Audi fanatics shall note that the LE was front-wheel drive , but there’s a Quattro badge on the grille!  Captain Mike’s LE had front end damage, so this isn’t the original grille.  (The emblem pops off, if you really give a crap about that.)

The quad headlights look a little sleeker from the side, sunken in with a wraparound trim cover and integral reflector. And while that bumper is all kinds of big compared to the Euro 80, let’s not forget that Lincoln loving fools like yours truly sported some seriously scary battering rams on their late-70s Disco Iron.  The point: these bumpers were here for a damn good reason.

Even better, the prodigious lower valance does a good job taking your eyes away from the large bumper.  The overall look is clean, but composed of far too many pieces.

Okay, the headlights look much better from here.  But my beef of too many parts to make the whole is coming to light: the trim between the headlights and bumper exists for…what reason?The extra filler panel abruptly ends with the marker light, adding an unfortunate layer to the already huge bumper.

Is this a Renault Alliance or an Audi 4000?  There’s a reason why people can still lust after aspirational American Iron of this era: they were about the same price, and they looked like a million bucks.  A million tacky and tasteless bucks, but whatever…peep the one piece bumper of the 1980 Ford Thunderbird: hideous car, awesome bumper.

Audi wasn’t on their game just yet, unless you were looking at the Audi 5000 waiting in the wings.

The four rings are a classic design element, and isn’t it such a lovely logo on such a small grille?  Too bad about that center trim thingie!

Too bad this couldn’t be a one piece affair.  Perhaps VW didn’t have the budget to make a fancy hunk of plastic only for America?

Too many parts, too many ways to weather in the Texas sun.  A big gap near my finger, an overlapping trim piece to the left.  The team involved in the US-Federalization of the Audi 80 can’t be thrilled with the end result in the 4000.

As you turn away from the 4000’s US-spec design, the clarity of the Audi 80’s DNA starts to show.  The side marker light is too close to the fender’s subtle crease, but at least it’s a slick affair with no exposed screws.

Like a balding forehead, the upper half of the fender is too thick and static, too Datsun Maxima.  A little less sheet metal above the headlights (ramp up) would make the front a little sleeker and “speed up” the lines as the fenders go to the A-pillar.

The thinner fender at the front wouldn’t change things here, but the overall effect would be far sleeker. Also note the interesting cut line of the fender into space normally reserved for the cowl: this also helps speed up the look.

QUESTIONS TO ANSWER →
(a) Translate this sentence from the Audi 4000 review into Spanish: "Captain Mike’s LE had front end damage, so this isn’t the original grille."
(b) List every car model named in the Audi 4000 review.
(c) Based on the Audi 4000 review, explain why the front-wheel-drive LE has a Quattro badge on its grille.
Answer using only the Audi 4000 review.

DATASET →
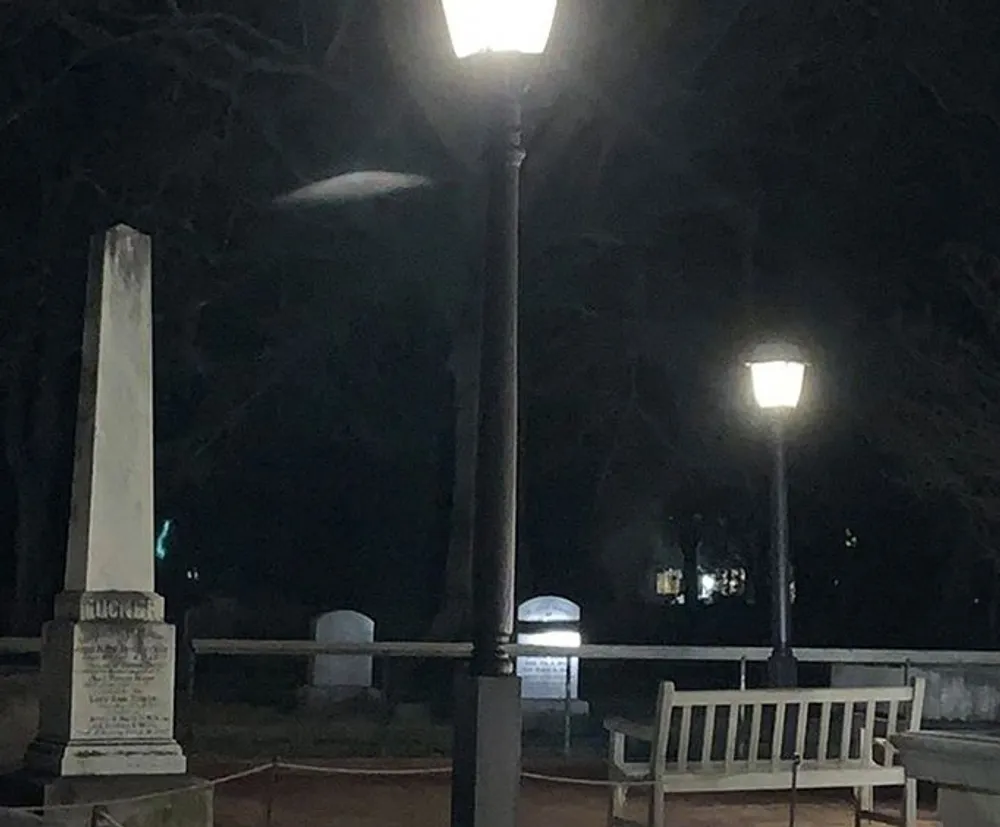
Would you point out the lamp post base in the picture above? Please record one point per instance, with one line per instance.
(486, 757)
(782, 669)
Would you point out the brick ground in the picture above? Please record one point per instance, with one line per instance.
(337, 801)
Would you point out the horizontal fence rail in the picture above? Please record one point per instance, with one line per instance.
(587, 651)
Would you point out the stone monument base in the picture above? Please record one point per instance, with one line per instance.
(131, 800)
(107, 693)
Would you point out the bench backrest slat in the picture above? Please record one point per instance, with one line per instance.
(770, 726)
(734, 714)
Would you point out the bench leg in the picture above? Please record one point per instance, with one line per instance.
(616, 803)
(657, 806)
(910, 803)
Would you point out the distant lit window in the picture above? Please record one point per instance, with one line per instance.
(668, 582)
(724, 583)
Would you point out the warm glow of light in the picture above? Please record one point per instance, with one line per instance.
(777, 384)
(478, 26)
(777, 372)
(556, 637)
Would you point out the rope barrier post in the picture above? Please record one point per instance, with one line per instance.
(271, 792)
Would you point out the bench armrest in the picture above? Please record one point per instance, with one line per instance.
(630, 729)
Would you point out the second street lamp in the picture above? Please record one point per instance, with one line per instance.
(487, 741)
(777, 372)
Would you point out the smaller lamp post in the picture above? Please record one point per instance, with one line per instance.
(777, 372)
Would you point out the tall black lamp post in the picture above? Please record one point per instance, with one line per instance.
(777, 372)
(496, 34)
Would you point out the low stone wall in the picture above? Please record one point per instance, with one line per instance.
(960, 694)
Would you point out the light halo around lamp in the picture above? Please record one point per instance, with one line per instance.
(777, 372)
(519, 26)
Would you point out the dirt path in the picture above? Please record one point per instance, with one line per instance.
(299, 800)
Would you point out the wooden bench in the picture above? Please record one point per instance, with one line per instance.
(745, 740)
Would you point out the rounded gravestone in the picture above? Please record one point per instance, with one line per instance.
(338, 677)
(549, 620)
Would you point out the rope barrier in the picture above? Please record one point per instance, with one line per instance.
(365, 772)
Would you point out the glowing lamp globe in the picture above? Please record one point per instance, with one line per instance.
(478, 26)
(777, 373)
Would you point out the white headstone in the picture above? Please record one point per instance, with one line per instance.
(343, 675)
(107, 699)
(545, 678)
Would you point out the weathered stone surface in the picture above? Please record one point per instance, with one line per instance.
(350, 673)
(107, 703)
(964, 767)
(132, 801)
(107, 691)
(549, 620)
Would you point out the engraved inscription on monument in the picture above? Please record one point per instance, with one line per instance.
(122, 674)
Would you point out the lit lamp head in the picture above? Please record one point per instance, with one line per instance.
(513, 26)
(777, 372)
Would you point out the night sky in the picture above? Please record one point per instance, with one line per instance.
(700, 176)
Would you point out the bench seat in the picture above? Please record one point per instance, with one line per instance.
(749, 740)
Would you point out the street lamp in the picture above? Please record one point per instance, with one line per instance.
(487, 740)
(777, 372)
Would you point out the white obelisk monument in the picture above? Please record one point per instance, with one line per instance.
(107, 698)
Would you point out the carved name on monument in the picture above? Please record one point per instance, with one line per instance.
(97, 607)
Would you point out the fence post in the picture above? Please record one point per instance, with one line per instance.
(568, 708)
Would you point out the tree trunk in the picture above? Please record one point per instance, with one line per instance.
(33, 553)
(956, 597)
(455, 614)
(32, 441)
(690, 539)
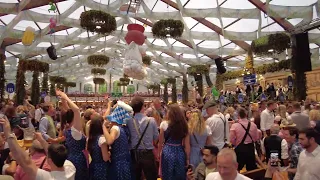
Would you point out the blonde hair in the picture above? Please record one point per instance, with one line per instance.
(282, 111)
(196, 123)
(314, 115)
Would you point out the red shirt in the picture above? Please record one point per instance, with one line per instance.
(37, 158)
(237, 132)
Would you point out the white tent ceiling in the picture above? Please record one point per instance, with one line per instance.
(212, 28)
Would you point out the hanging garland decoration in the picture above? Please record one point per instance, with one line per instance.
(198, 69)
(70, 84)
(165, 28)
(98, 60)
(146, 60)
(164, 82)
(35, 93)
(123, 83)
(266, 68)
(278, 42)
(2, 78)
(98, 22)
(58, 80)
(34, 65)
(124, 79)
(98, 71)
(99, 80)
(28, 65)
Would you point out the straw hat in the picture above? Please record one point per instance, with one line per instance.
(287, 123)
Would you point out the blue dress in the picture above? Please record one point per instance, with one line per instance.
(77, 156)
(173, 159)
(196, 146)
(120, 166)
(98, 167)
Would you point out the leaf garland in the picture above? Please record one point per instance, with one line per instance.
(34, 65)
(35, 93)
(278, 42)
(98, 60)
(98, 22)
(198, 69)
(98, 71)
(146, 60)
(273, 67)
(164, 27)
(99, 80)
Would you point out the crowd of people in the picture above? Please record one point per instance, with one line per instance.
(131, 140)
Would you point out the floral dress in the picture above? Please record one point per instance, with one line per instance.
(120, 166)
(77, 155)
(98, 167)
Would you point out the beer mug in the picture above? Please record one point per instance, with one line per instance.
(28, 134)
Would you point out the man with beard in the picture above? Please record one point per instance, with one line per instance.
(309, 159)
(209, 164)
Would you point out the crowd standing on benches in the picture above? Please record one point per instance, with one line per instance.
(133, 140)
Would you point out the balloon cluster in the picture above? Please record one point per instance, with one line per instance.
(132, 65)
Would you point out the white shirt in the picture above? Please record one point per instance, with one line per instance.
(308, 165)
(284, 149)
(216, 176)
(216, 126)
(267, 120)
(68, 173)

RESULTS OF THE TASKS →
(a) El LE del capitán Mike tenía daños en la parte delantera, así que esta no es la parrilla original.

(b)
- Audi 80
- Audi 4000
- Renault Alliance
- 1980 Ford Thunderbird
- Audi 5000
- Datsun Maxima

(c) Captain Mike’s LE had front end damage, so the grille with the Quattro badge is not the car’s original grille.